Stored entries
--- Start ---
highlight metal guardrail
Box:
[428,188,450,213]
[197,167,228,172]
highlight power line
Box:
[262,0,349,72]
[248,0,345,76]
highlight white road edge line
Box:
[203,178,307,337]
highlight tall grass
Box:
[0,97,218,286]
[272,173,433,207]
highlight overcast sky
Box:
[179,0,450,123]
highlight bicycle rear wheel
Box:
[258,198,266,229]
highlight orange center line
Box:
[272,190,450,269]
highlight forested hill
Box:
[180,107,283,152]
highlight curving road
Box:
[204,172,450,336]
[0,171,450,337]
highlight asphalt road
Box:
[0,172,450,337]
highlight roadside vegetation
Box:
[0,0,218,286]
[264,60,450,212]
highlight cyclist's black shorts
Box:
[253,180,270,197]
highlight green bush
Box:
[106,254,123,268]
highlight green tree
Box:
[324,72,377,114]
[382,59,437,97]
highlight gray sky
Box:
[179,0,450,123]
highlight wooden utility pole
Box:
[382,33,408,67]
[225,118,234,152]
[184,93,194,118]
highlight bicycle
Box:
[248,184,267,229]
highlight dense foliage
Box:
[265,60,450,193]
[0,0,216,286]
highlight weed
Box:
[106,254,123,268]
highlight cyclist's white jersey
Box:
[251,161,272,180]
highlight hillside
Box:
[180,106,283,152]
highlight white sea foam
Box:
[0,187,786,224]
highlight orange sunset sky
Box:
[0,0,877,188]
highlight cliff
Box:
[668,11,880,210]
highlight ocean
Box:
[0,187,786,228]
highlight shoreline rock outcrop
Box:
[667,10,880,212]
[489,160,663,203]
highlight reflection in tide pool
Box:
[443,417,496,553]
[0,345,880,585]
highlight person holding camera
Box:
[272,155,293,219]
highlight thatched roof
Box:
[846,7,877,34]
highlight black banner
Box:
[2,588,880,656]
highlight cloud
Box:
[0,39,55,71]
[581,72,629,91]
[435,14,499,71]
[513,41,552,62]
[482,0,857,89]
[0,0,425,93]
--- End ---
▶ WHAT THE TASK ASKS
Transcribe every record above line for line, with no changes.

▶ EXERCISE OUTPUT
highlight metal guardrail
Box:
[428,188,450,213]
[197,167,228,172]
highlight power line
Box:
[262,0,349,72]
[248,0,345,76]
highlight white road edge line
Box:
[203,178,307,337]
highlight tall grass
Box:
[0,97,218,286]
[272,173,433,207]
highlight overcast sky
Box:
[179,0,450,123]
highlight bicycle rear wheel
Box:
[258,198,266,229]
highlight orange center line
Box:
[272,190,450,269]
highlight forested hill
Box:
[180,107,283,152]
highlight curving road
Box:
[204,172,450,336]
[0,171,450,337]
highlight asphalt road
Box:
[0,172,450,337]
highlight roadside vegetation
Box:
[0,0,218,286]
[264,60,450,212]
highlight cyclist's black shorts
Box:
[253,180,270,197]
highlight green bush
Box:
[106,254,123,268]
highlight green tree
Box:
[324,72,377,114]
[382,59,437,97]
highlight gray sky
Box:
[179,0,450,123]
highlight wooden utility pole
Box:
[382,33,408,67]
[225,118,234,152]
[184,93,194,118]
highlight bicycle
Box:
[248,184,267,229]
highlight dense foliage
Box:
[265,60,450,193]
[0,0,216,286]
highlight weed
Box:
[106,254,123,268]
highlight cyclist's white jersey
Box:
[251,161,272,180]
highlight hillside
Box:
[180,106,283,152]
highlight white sea foam
Box:
[0,187,786,224]
highlight orange sunset sky
Box:
[0,0,877,188]
highlight cliff
Box:
[668,11,880,210]
highlight ocean
Box:
[0,187,786,228]
highlight shoreline rock outcrop
Box:
[667,10,880,212]
[489,160,663,203]
highlight reflection in tide pool
Box:
[443,417,496,553]
[0,345,880,585]
highlight person holding camera
Box:
[272,155,293,219]
highlight thatched roof
Box:
[846,7,877,34]
highlight black banner
Box:
[2,588,880,656]
highlight cloud
Box:
[0,39,55,71]
[581,72,629,91]
[435,14,499,71]
[513,41,552,62]
[482,0,857,89]
[0,0,425,93]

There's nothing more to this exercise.